Excerpted passage:
########################################

Appeal by special leave from the award dated
December 16, 1958, of the Industrial Tribunal,
Bombay, in Reference (I. T.) No. 387 of 1958.
M. C. Setalvad, Attorney-General of India and
I. N. Shroff, for the appellant.
K. R. Choudhuri, for respondnet No. 1.
Naunit Lal, for respondent No. 2.
1961. November 17. The Judgment of the Court
was delivered by
GAJENDRAGADKAR, J.-This appeal by special
leave arises out of the proceedings taken at the
instance of the appellant, the Kirloskar Oil
Engines Ltd., Kirkee, Poona under s. 36A of the
Industrial Disputes Act, 1947 (14 of 1947)
(hereafter called the Act). It appears that
certain disputes pending between the appellant and
the respondents, its workmen, were referred to the
industrial tribunal for its adjudication by the
Government of Maharashtra. The disputes in
question related to seven demands made by the
respondents: two of these were in regard to
privilege leave and allowances. The tribunal which
tried the dispute made its award in two parts.

########################################

Written request a: List every line of the rows below that contains the string "vegetation".

Supplied entries:
########################################

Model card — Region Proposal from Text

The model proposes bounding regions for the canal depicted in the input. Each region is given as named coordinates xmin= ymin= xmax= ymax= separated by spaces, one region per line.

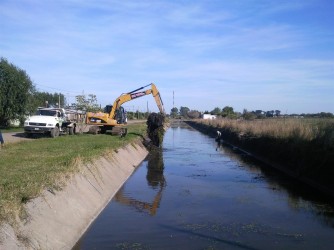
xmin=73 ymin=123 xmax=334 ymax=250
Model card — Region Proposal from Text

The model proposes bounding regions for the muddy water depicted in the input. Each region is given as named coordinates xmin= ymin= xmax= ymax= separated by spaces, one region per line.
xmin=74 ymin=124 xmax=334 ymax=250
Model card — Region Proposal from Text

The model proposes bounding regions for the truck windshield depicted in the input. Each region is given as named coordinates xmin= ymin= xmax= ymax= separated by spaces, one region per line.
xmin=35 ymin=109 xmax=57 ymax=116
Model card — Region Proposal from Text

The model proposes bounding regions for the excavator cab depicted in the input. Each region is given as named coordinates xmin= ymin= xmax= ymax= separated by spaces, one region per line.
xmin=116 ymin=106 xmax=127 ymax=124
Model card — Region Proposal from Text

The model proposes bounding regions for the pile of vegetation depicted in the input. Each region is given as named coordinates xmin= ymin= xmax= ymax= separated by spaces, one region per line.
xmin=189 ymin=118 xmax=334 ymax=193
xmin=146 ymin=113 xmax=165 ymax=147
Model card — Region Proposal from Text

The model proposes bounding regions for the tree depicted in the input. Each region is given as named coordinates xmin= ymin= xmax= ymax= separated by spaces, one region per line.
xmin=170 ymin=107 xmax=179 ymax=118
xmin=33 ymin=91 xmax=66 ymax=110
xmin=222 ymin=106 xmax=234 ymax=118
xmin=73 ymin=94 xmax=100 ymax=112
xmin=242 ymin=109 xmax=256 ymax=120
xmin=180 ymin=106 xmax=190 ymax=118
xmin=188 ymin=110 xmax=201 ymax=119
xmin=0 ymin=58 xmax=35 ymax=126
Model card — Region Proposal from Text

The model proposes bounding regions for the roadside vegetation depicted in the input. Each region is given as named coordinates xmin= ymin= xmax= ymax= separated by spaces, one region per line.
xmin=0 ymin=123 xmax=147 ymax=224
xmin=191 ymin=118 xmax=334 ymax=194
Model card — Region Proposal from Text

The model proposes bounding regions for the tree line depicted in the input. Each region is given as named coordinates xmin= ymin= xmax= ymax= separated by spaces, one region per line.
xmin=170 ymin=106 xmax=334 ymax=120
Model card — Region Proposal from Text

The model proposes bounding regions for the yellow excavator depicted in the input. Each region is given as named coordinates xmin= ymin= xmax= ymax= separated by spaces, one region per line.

########################################

Written request b: According to the judgment excerpt above, which government referred the disputes to the industrial tribunal for adjudication?

Correct answer a:
The model proposes bounding regions for the pile of vegetation depicted in the input. Each region is given as named coordinates xmin= ymin= xmax= ymax= separated by spaces, one region per line.
The model proposes bounding regions for the roadside vegetation depicted in the input. Each region is given as named coordinates xmin= ymin= xmax= ymax= separated by spaces, one region per line.

Correct answer b: The Government of Maharashtra.